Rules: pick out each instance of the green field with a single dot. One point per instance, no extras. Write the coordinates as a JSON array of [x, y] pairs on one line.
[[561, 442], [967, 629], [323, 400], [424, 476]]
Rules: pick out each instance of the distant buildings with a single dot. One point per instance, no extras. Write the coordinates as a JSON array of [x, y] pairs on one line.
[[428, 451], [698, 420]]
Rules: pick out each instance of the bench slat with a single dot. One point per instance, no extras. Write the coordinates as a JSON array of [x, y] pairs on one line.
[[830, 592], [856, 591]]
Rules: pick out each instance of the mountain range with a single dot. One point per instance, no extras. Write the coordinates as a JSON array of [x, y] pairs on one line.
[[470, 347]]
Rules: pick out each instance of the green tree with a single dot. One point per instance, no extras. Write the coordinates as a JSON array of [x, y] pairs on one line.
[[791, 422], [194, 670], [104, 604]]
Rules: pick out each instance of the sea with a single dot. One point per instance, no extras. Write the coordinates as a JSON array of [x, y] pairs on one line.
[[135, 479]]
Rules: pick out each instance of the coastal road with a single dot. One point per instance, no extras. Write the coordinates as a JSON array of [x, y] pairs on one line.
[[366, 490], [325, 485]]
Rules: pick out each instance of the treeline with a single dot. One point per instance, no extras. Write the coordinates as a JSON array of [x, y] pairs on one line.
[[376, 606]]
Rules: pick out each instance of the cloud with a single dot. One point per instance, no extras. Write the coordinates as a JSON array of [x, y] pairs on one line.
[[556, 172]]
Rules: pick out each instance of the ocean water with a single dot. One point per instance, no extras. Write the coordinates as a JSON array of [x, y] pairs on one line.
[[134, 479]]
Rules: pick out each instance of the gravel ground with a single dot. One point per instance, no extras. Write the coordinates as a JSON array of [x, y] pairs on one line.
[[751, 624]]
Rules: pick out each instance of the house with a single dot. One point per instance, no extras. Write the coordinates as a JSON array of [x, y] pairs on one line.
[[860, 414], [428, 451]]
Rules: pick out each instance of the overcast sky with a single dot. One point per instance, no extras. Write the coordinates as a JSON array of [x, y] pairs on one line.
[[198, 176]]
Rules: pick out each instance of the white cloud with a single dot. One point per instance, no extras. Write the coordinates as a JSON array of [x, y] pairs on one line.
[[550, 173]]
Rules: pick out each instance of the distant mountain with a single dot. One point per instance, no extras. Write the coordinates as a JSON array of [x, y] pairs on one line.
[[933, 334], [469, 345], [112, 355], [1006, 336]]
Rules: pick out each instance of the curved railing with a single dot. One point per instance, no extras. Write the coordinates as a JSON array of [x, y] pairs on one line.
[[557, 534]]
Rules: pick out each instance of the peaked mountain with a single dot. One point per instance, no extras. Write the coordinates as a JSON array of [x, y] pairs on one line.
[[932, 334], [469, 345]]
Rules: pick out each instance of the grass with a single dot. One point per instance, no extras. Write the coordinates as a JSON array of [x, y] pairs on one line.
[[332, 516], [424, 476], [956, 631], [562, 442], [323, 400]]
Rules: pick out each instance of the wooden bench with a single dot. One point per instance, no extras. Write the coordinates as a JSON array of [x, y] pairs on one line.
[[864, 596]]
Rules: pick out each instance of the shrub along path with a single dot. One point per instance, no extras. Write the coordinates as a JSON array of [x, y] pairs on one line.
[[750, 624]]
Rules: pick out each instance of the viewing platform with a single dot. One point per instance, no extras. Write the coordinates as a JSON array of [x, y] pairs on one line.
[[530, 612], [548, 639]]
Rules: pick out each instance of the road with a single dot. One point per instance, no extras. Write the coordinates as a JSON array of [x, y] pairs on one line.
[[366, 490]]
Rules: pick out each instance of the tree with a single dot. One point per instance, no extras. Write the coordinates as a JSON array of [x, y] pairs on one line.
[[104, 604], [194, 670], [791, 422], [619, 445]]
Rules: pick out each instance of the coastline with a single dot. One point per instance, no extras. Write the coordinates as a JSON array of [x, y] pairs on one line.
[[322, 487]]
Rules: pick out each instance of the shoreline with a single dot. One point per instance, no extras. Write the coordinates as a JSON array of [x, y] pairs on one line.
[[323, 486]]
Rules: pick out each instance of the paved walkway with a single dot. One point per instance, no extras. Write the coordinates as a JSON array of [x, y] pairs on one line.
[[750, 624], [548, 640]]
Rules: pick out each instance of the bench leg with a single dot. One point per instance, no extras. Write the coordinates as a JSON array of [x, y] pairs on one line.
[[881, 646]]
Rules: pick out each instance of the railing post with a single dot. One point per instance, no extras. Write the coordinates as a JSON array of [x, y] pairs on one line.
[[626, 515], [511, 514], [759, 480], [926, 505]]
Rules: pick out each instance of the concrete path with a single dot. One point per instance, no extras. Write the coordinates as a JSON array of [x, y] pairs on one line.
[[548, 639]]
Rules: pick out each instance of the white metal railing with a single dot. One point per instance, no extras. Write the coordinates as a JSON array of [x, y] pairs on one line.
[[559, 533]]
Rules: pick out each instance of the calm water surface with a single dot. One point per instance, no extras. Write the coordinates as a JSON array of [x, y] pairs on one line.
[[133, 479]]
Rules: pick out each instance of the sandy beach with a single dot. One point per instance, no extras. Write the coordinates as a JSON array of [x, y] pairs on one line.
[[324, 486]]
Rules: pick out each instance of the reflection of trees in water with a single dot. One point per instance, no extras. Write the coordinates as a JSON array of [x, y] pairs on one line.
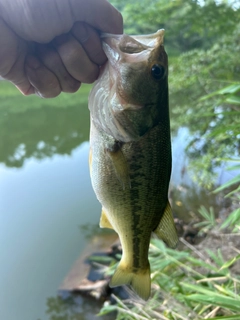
[[74, 307], [42, 133]]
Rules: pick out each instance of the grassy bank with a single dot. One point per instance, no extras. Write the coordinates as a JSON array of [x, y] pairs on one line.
[[193, 282]]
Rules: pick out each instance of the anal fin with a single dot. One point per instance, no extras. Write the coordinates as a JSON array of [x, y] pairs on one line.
[[166, 229], [104, 222]]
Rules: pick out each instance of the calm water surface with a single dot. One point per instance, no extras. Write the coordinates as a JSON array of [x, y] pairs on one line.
[[46, 201]]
---*---
● Challenge:
Rewrite all the entries above as a numbered list, skipping blank lines and leaving out the pictures.

● Worked solution:
1. Rules: pick out each instance of the green field with a single dot. One point per instance, no extras. Write the coordinates as a JSON array of [x, y] pairs on one line.
2. [[561, 442], [967, 629], [323, 400], [424, 476]]
3. Rules: pick out each instance of the distant buildings with a single dot. One point per instance, no extras. Write the coordinates as a JSON array of [x, y] pairs on one line.
4. [[428, 451], [698, 420]]
5. Rules: pick out each instance of the bench slat with a single dot. One point per instance, no extras. Write the coordinates as a JSON array of [x, y] pairs on one line.
6. [[830, 592], [856, 591]]
7. Rules: pick out each instance of the mountain range with a single dot. One point per instance, no extras. Write the coordinates as a JSON array of [x, y] pairs on one line.
8. [[470, 347]]
9. Rules: pick out each instance of the green tree with a single dot. One point per instance, no extras. Write the coordinates as a JSON array of [x, y] pairs on one line.
10. [[791, 422], [194, 670], [104, 604]]
11. Rules: pick out each instance of the sea with a single dot. One point per instance, no extras. Write the coordinates as a JSON array of [x, y] pairs on one line.
12. [[135, 479]]
13. Rules: pick out each instance of the coastal road with a single dot. One point per instance, no extras. Write the coordinates as a JSON array of [x, y] pairs on one line.
14. [[366, 490], [325, 485]]
15. Rules: pick out each instance of the treeline with a single dot. One point per instance, no extras. Write the coordinates as a JSON array of [x, y] pairs on one line.
16. [[376, 606]]
17. Rules: pick out each instance of the cloud with a single dot. One point per instance, no extras. Write the coordinates as a JSON array of [x, y] pairs on one line.
18. [[556, 172]]
19. Rules: pick out each instance of the ocean water with a single dot. One point per instance, no extras. Write the coordinates as a JSON array of [x, y] pairs on one line.
20. [[134, 479]]
21. Rules: pick out each instance of the gravel ground with a single dot. One point per instance, no extras. Write the coordinates as a JSON array of [x, y] pairs on one line.
22. [[751, 624]]
23. Rules: pick out each instance of the house with a single dot. One point per instance, no extras. Write the coordinates as a JSON array of [x, y] pairs on one line.
24. [[860, 414], [428, 451]]
25. Rules: pick out each instance of the overcast sky with a single dot. One point per instance, no extras. Write the coordinates as a JSON array of [x, y] pairs on one line.
26. [[198, 176]]
27. Rules: pick out each instance of the white cloud with a single dot. One point per instance, no extras. Write the coordinates as a JSON array of [x, y] pairs on one line.
28. [[550, 173]]
29. Rules: pick out each instance of the distant mountain with a single dot. One point per instance, no extras. Write the coordinates as a JSON array of [x, y] pairs on one line.
30. [[933, 334], [469, 345], [112, 355], [1006, 336]]
31. Rules: pick out each instance of the curved railing with a single dot. One point per instance, no extras. Write the coordinates as a JSON array of [x, y] pairs on one line.
32. [[557, 534]]
33. Rules: pick out each instance of the peaked mountain with a single dot. One point per instance, no extras. Write the coordinates as a JSON array of [x, y] pairs on one line.
34. [[932, 334], [469, 345]]
35. Rules: pick out each instance of the grass with a single dot. One point per instance, no extras. Write the coordinates as a JSON array of [x, y] pairs on one line.
36. [[332, 516], [424, 476], [956, 631], [562, 442], [323, 400]]
37. Rules: pick out each instance of the wooden bench with a single dot. One point per instance, no extras. Write the coordinates as a JSON array of [x, y] pairs on one line.
38. [[864, 596]]
39. Rules: pick out each instance of the shrub along path with a single dot. One point per instance, no extras. Write the coordinates as a JSON array of [x, y] pairs on one line.
40. [[750, 624]]
41. Rules: pick out each instance of the viewing platform with a single dot. One point per instance, no extras. Write the coordinates as a JSON array of [x, y] pairs on one line.
42. [[530, 612], [548, 639]]
43. Rules: pick out each instance of the road with a single dot. One point per instance, no extras. Write the coordinates as a JSON array of [x, y] pairs on one line.
44. [[366, 490]]
45. Rules: pick out each instance of the tree with a single dot. One point per instance, no extras. Write the coordinates as a JSON array of [x, y] pairs on one line.
46. [[104, 604], [194, 670], [791, 422], [619, 445]]
47. Rules: pick out each instance of the coastline with a single dot. One point per instance, no extras. Write the coordinates as a JSON array of [x, y] pairs on one line.
48. [[322, 487]]
49. Rules: pick out each instance of the shoreline with a single dot. One point per instance, no extras. Write the coordinates as a JSON array of [x, y] pairs on one line.
50. [[323, 486]]
51. Rules: pick out each instance of the paved walkway with a single dot. One point per instance, no extras. Write the coordinates as a JSON array of [x, y] pairs on one line.
52. [[750, 624], [548, 640]]
53. Rules: pick out each instance of the bench leg with a single dot. One point per instance, no extras. Write the coordinates as a JSON array of [x, y] pairs on one line.
54. [[881, 646]]
55. Rules: pick out each instance of the railing post with a single dot. One point per instance, no extras. Write the coordinates as a JSON array of [x, y] pairs on one line.
56. [[626, 515], [511, 514], [759, 480], [926, 505]]
57. Rules: pick out each instance of the concrete path with a single dot. One point per instance, no extras. Write the coordinates as a JSON array of [x, y] pairs on one line.
58. [[548, 639]]
59. Rules: pick out each instance of the white metal railing with a single dot. One point per instance, no extras. Write the coordinates as a JSON array of [x, y] pairs on one line.
60. [[559, 533]]
61. Rules: pick out each instance of the calm water surface with a single dot. One point per instance, no extras. Write the coordinates as a JSON array of [x, y] pairs on one line.
62. [[133, 479]]
63. Rules: pick out each instance of the sandy beach with a single dot. One point per instance, no extras. Write the coordinates as a JSON array of [x, y] pairs on one line.
64. [[324, 486]]
65. Rules: pick out each instance of the reflection of trees in water with a single dot. One point per instance, no extras. Write the coordinates as a JSON array of [x, y] pairs on one line.
66. [[74, 307], [42, 133]]
67. Rules: pick out each instance of the grassy bank with a single dot. One point per instance, no extras. Write the coordinates as a JSON array of [x, y] pairs on one line.
68. [[193, 282]]
69. Rules: pick out each instance of the anal fin with a single dot. One point per instance, no extras. Write the coordinates as a JSON array of [x, y] pairs on one line.
70. [[166, 229], [104, 222]]
71. Rules: pick out each instance of the calm water surface with a single dot. One point per instance, no extras. Write the coordinates as a JSON array of [x, y] pairs on one line.
72. [[46, 201]]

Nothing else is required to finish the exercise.